[Extracted records]
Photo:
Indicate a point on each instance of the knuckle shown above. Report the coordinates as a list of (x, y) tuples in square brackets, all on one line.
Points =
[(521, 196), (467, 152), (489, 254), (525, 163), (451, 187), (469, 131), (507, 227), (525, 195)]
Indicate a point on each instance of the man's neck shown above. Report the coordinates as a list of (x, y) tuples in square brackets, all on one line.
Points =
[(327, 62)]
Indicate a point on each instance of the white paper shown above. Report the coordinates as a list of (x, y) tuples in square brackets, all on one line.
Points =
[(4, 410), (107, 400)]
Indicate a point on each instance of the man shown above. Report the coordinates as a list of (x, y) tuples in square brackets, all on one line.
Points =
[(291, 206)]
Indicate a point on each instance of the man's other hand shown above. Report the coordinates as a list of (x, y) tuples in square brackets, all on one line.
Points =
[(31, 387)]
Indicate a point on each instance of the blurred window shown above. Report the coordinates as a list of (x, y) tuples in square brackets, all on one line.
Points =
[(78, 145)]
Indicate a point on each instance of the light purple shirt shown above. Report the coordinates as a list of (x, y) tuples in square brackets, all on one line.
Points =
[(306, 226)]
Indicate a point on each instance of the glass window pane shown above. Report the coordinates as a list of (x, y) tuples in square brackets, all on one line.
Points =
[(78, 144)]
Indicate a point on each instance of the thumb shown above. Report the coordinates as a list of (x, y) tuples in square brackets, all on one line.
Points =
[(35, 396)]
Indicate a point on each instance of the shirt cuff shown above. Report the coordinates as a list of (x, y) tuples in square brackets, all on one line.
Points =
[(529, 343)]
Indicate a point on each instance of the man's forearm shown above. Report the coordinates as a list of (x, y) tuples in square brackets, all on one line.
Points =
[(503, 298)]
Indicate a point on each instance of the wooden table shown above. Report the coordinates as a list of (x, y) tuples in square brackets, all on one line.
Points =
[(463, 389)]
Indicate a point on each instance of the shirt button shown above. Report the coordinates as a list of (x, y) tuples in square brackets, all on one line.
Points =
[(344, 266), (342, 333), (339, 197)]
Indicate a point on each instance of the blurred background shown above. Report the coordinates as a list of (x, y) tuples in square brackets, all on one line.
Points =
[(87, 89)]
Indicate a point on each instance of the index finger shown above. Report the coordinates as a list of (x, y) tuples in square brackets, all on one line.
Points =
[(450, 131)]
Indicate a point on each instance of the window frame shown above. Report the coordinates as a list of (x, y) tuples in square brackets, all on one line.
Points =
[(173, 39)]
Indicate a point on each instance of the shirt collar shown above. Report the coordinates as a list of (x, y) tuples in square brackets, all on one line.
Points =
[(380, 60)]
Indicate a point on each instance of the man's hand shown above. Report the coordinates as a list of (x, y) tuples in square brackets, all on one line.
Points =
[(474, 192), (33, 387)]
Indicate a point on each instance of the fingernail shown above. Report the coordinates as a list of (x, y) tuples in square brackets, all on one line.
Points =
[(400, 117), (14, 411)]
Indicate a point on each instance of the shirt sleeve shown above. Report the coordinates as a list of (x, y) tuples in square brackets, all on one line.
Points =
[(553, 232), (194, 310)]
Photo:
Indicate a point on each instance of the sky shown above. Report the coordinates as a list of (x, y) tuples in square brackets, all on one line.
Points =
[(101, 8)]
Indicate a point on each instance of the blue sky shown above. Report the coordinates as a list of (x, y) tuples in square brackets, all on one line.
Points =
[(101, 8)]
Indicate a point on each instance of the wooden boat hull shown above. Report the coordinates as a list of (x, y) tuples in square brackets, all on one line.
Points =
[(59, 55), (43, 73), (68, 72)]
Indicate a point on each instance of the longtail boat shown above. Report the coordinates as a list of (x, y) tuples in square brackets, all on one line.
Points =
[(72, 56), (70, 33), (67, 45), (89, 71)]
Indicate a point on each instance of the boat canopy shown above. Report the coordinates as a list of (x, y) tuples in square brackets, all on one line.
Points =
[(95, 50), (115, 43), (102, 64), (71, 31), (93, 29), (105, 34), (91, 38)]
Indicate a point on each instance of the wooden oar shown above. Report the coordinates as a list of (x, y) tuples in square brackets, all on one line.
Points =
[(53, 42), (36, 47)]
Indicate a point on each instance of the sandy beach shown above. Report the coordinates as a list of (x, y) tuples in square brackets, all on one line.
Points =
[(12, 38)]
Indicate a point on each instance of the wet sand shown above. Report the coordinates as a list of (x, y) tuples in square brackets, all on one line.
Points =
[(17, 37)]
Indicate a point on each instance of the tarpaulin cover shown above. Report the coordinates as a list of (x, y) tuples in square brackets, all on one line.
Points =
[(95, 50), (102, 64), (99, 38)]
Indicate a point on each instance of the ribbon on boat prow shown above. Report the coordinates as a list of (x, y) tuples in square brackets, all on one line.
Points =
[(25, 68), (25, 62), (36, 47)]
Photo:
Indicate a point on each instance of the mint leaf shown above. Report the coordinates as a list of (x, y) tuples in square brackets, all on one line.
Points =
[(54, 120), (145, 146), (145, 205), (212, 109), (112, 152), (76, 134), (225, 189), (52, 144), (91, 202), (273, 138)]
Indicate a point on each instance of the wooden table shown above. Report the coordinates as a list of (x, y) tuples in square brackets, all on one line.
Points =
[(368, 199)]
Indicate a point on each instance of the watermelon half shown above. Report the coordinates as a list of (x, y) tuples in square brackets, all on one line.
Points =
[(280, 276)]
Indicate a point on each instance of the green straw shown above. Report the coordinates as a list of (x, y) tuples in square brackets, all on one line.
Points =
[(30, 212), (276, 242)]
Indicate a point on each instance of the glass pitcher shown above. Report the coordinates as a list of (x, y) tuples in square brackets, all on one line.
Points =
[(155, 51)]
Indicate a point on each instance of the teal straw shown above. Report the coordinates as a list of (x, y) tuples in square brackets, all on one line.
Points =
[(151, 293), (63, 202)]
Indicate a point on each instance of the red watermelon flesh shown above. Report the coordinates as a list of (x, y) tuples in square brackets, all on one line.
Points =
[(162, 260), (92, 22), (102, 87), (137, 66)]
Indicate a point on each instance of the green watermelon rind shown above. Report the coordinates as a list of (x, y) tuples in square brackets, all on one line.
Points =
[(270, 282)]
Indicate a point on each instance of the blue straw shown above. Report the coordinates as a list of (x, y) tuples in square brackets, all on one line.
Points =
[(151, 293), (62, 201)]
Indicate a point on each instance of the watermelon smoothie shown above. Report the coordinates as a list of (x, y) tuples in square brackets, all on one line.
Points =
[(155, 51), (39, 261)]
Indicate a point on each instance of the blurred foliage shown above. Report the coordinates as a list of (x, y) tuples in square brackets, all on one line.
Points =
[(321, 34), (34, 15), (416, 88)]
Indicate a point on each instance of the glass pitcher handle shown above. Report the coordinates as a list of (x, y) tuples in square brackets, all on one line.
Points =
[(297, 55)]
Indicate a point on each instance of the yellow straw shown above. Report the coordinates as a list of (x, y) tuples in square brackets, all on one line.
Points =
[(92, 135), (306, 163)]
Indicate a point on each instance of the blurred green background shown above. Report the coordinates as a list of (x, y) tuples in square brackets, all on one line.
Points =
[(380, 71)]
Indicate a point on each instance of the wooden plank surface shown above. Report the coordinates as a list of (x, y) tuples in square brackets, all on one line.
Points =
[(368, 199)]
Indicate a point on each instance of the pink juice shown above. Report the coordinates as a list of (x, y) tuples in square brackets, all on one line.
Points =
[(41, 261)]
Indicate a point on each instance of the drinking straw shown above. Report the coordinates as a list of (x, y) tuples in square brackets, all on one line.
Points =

[Work order]
Say how many lines in the records hold the string "glass". Give no other words.

[Exercise solution]
3